## Vorgegebener Textauszug
----

Während des Fanges oder sonst, wenn es sich um Wichtiges handelt, ist meistens der Kapitän selbst in der Tonne; dort hält er sich dann oft unausgesetzt, Wache um Wache auf. Außer ihm haben meistens nur die Steuerleute Übung genug im Gebrauch des Fernglases, so daß man nur ihnen diesen verantwortungsvollen Ausguckposten anvertrauen kann.

Die Tonne ist ungefähr 1½ Meter hoch und so geräumig, daß zur Not zwei Mann darin stehen können. An der hintern Seite des Mastes führt eine Leiter, Jakobsleiter genannt, vom Mars zur Tonne hinauf. Die Tonne hat unten im Boden eine Klappe, durch die man hineinkriecht. Innen befindet sich eine kleine Sitzbank. Oben ist ein Schutzschirm aus Segeltuch angebracht, den man am obern Rand der Tonne entlang verschieben kann, um den Kopf gegen den scharfen Wind zu schützen. Man kann sich auf diese Weise da oben in der Luft ziemlich warm und behaglich einrichten. Außen um den obern Rand der Tonne läuft ein weiter Eisenring als eine Art Geländer; auf ihn stützt man das Fernrohr.

Unser alter Steuermann ging auf Deck umher und schüttelte den Kopf, während die Tonne gehißt wurde. Solch einen Unverstand, die Tonne an einem Sonntag zu hissen, hatte er noch nie erlebt. »Mit dieser Tonne werden wir niemals Glück haben«, versicherte er.

Mit seinem ehrwürdigen Bart sah er genau so aus, wie man sich einen Robbenfänger vom alten rechten Schlag vorstellt. Früher war er Schiffer hier auf dem Eismeer gewesen und hatte oft viel Glück gehabt. Aber er hatte eine Schwäche für Branntwein, wie sie seinerzeit unter den Schiffern nicht ungewöhnlich war. Eines Jahres geschah es, daß sein Schiff mitten in den Jungenfang hineintrieb, während er betrunken auf dem Boden der Kajüte lag, und dort blieb er denn auch liegen, während die Leute zum Fang aufs Eis gingen. Von da ab bekam er kein Schiff mehr zu führen, und jetzt fuhr er als Steuermann unter Krefting. Aber Branntwein, Gottesfurcht und Aberglauben wohnten bei diesen alten Burschen oft dicht beieinander.

----

## Datenauszug
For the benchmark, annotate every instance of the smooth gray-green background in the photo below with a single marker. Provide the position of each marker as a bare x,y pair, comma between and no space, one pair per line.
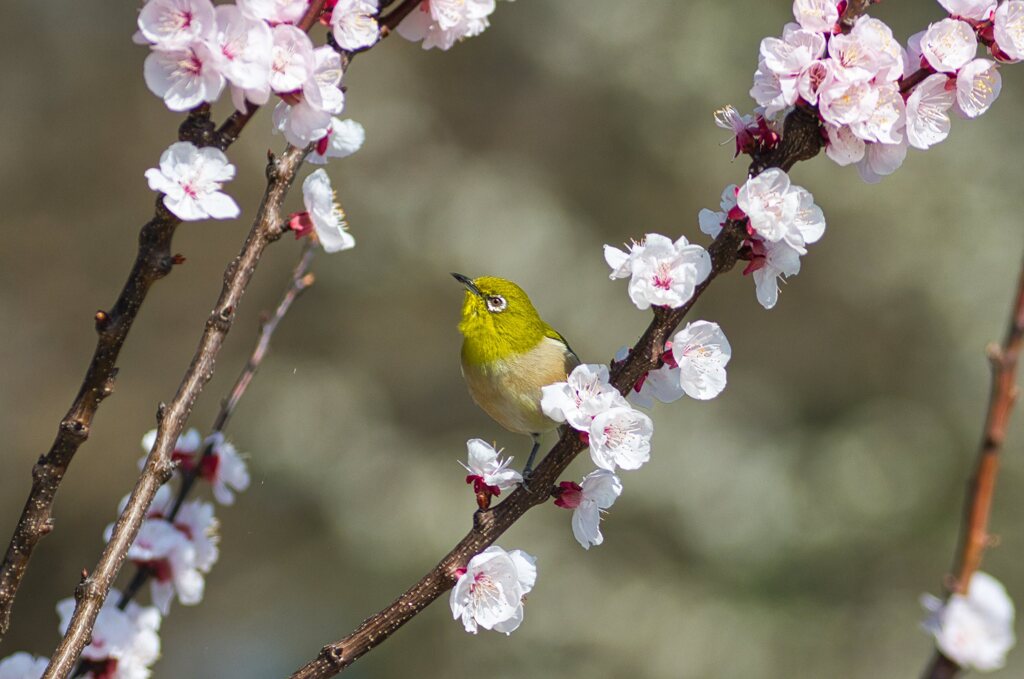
784,529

----

## Übungsaufgaben
1. Schreib den Abschnitt des Textauszugs über die Ausgucktonne neu, beginnend bei „Während des Fanges“ und endend bei „Ausguckposten anvertrauen kann.“, und benenne dabei „Steuerleute“ in „Matrosen“ um.
2. Wie hoch ist die Tonne laut dem Textauszug über die Ausgucktonne?
3. Knüpf an den letzten Satz des Textauszugs über die Ausgucktonne an und führe den Text weiter.

## Lösungen
1.
Während des Fanges oder sonst, wenn es sich um Wichtiges handelt, ist meistens der Kapitän selbst in der Tonne; dort hält er sich dann oft unausgesetzt, Wache um Wache auf. Außer ihm haben meistens nur die Matrosen Übung genug im Gebrauch des Fernglases, so daß man nur ihnen diesen verantwortungsvollen Ausguckposten anvertrauen kann.

2. Ungefähr 1½ Meter.

3.
Das Eis war verhältnismäßig jung – die Schollen waren nicht viel stärker als ein halbes Meter und lagen so weit verstreut, daß wir mit Segelkraft allein nach Norden vordringen konnten. Aber schließlich wurde das Eis zu schwer. Wir mußten den Kurs ändern und drehten für die Nacht bei, während Dampf aufgemacht wurde. Wir wollten uns der Maschine in der ersten Morgendämmerung bedienen, um mit voller Fahrt in östlicher Richtung vorzustoßen.

Wir mußten versuchen, in nördlicher oder in nordöstlicher Richtung längs der Eiskante oder am besten ein wenig im Eis vorwärtzukommen, um die Robben oder den Jungenfang, wie man es nennt, aufzusuchen.

Um dem Leser eine bessere Vorstellung zu geben, worum es sich bei diesem Aufsuchen handelt, lasse ich zunächst eine Schilderung des Eises, seiner Bildung und seiner Drift und dann eine Beschreibung der Robben und des Jungenfangs folgen.


2 In Deutschland bezeichnet man mit Eismöwe die Taucher- oder Bürgermeistermöwe (Larus glaucus). Der Übersetzer.

Zweites Kapitel: Das Treibeis und der Polarstrom.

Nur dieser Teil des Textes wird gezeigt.